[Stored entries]
....

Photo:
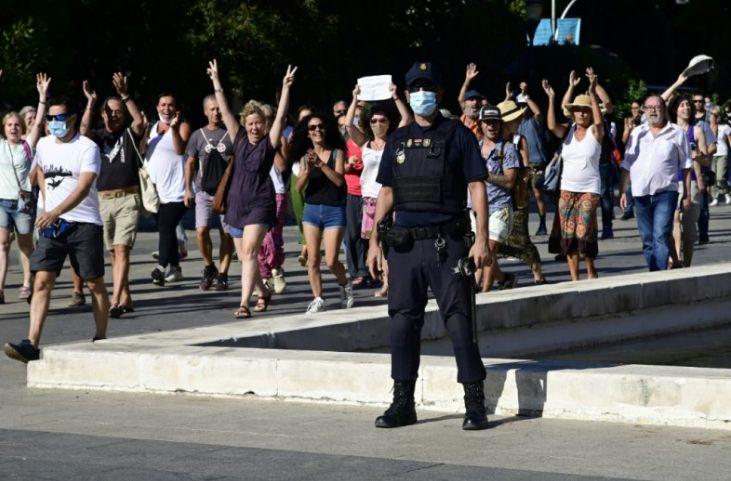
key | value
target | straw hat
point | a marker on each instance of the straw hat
(510, 110)
(580, 101)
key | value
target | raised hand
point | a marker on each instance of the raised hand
(119, 80)
(592, 79)
(574, 79)
(42, 83)
(471, 72)
(88, 93)
(212, 70)
(394, 91)
(175, 121)
(288, 79)
(547, 88)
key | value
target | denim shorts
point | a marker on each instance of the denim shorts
(324, 216)
(16, 215)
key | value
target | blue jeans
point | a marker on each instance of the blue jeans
(607, 172)
(704, 218)
(655, 221)
(630, 200)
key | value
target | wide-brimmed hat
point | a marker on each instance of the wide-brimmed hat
(509, 110)
(699, 65)
(473, 94)
(489, 112)
(580, 101)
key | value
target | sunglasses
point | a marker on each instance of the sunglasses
(427, 86)
(61, 117)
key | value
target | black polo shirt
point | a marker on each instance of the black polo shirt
(463, 153)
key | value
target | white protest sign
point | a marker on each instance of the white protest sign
(375, 87)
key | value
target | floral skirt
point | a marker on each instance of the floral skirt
(578, 223)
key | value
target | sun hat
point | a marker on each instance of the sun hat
(509, 110)
(580, 101)
(489, 112)
(699, 65)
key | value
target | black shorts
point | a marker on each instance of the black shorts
(84, 245)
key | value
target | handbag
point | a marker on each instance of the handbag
(552, 177)
(148, 192)
(221, 195)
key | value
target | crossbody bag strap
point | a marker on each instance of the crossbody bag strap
(140, 162)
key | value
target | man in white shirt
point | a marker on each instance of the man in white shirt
(655, 153)
(70, 225)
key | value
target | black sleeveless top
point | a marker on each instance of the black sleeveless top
(321, 190)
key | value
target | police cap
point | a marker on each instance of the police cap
(423, 70)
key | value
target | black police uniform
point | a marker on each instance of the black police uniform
(428, 170)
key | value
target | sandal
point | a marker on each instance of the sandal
(262, 304)
(242, 313)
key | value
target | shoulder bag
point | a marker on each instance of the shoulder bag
(148, 192)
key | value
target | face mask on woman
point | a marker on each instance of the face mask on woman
(423, 102)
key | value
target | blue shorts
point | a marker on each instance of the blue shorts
(324, 216)
(16, 215)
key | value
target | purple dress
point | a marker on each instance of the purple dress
(251, 197)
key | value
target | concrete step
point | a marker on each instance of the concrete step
(302, 361)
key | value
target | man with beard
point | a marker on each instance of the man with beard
(118, 183)
(470, 100)
(208, 146)
(655, 151)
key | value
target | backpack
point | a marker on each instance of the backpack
(213, 168)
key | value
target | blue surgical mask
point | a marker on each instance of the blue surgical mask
(423, 102)
(58, 128)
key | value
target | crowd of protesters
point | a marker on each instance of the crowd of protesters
(79, 189)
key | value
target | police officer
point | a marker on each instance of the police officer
(425, 172)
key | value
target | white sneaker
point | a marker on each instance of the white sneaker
(346, 295)
(278, 281)
(317, 305)
(175, 274)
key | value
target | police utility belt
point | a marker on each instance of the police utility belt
(397, 236)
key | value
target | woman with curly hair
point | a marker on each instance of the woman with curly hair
(320, 147)
(580, 180)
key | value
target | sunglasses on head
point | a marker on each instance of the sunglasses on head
(61, 117)
(427, 86)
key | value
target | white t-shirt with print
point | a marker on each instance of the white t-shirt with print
(61, 164)
(14, 170)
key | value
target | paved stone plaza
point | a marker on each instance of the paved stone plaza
(49, 434)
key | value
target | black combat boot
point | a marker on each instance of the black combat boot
(475, 417)
(402, 411)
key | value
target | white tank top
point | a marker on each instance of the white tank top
(166, 167)
(371, 162)
(581, 163)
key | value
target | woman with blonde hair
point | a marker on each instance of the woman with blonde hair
(580, 179)
(16, 200)
(250, 202)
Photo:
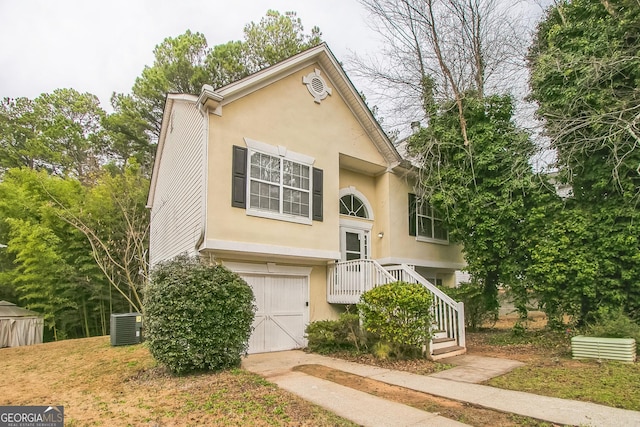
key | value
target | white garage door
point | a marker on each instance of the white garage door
(281, 312)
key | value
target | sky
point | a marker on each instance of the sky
(101, 47)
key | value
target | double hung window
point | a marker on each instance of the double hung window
(425, 223)
(279, 185)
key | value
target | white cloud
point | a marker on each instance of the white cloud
(101, 47)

....

TASK INSTRUCTIONS = Copy the entries exactly. Leave out the images.

SOLUTION FOR THIS PROBLEM =
Photo:
key | value
target | straw hat
point | a marker on each instance of the straw hat
(510, 110)
(580, 101)
key | value
target | raised hand
point | a marker on each instance of the raised hand
(119, 80)
(592, 79)
(574, 79)
(42, 83)
(471, 72)
(88, 93)
(212, 70)
(394, 91)
(175, 121)
(288, 79)
(547, 88)
key | value
target | denim shorts
point | a marker on each instance of the denim shorts
(324, 216)
(16, 215)
key | value
target | blue jeans
point | a marker on each instance of the blue jeans
(607, 172)
(704, 218)
(655, 221)
(630, 200)
key | value
target | wide-brimmed hat
point | a marker on each instance of the wide-brimmed hat
(509, 110)
(699, 65)
(473, 94)
(489, 112)
(580, 101)
key | value
target | sunglasses
point | a marker on each instance of the sunglasses
(427, 86)
(61, 117)
key | value
target | black polo shirt
point | a marker on each instance of the black polo shirt
(463, 153)
key | value
target | white protest sign
point | a marker on each instance of the white protest sign
(375, 87)
key | value
target | floral skirt
point | a marker on each instance of the floral skirt
(578, 223)
key | value
target | sun hat
point | a marker on each instance of the sun hat
(509, 110)
(580, 101)
(489, 112)
(699, 65)
key | value
target | black shorts
point | a marker on each instance of the black shorts
(84, 245)
key | value
target | handbag
point | a marker on each instance of the handbag
(552, 177)
(148, 192)
(221, 195)
key | value
target | crossbody bag strap
point | a marker on each instance of the crossbody bag strap
(140, 162)
key | value
target | man in white shirt
point | a marker on each instance of the man in white shirt
(655, 153)
(70, 225)
key | value
target | black sleeveless top
point | a marker on each instance of the black sleeveless top
(321, 190)
key | value
target | police cap
point | a marker on each instance of the police cap
(423, 70)
key | value
target | black police uniform
point | a marker on each instance of the black police uniform
(428, 170)
key | value
target | sandal
point | a marker on each instance of the sandal
(262, 304)
(242, 313)
key | value
target | shoulder bag
point | a marker on each instance of the shoulder bag
(148, 192)
key | value
target | face mask on woman
point | a marker on each instance of the face mask on woman
(423, 102)
key | value
target | blue shorts
point | a marker on each instance of the blue shorts
(324, 216)
(16, 215)
key | value
target | purple dress
point | a marker on each instance of the purple dress
(251, 197)
key | value
target | concrete step
point | a marker on each instance of the concrete step
(302, 361)
key | value
target | man with beard
point | a marker on each instance of the man with beard
(118, 183)
(470, 100)
(208, 146)
(655, 151)
key | value
target | backpack
point | a marker on each instance of the backpack
(213, 168)
key | value
target | blue surgical mask
point | a marker on each instance of the blue surgical mask
(423, 102)
(58, 128)
key | value
target | crowd of protesters
point | a marker on each instance of the crowd of protesters
(79, 189)
key | value
target | police officer
point | a marker on each instance of the police officer
(425, 172)
key | value
target | white sneaker
point | a marker on each instance of the white sneaker
(346, 295)
(278, 281)
(317, 305)
(175, 274)
key | value
target | police utility belt
point | a marker on each instance of the police utility belt
(397, 236)
key | value
target | woman with curly hair
point | a marker on each instance of the woman with curly hair
(320, 147)
(580, 180)
key | value
target | sunglasses on head
point | a marker on each instance of the sunglasses on head
(61, 117)
(427, 86)
key | value
target | white t-shirt with print
point | a marker on each instance of the white t-shirt with print
(61, 164)
(14, 170)
key | value
target | paved stone plaza
point | a marker on each instance of the paved stone plaza
(49, 434)
key | value
target | black combat boot
point | a marker on each instance of the black combat boot
(475, 417)
(402, 411)
key | value
target | white tank top
point | a marker on each instance of the white tank top
(166, 167)
(371, 162)
(581, 163)
key | value
target | woman with blonde hair
point | a marker on each instance of the woman with blonde hair
(580, 179)
(16, 200)
(250, 202)
Photo:
key | value
target | white garage door
point | a marker on each instance of the white garage door
(281, 312)
key | value
target | sky
point | a marker on each instance of the sky
(101, 47)
key | value
target | double hung window
point | a marker on each instance of the double hung window
(425, 223)
(279, 185)
key | value
target | white cloud
point | a marker on each instance of the white cloud
(101, 47)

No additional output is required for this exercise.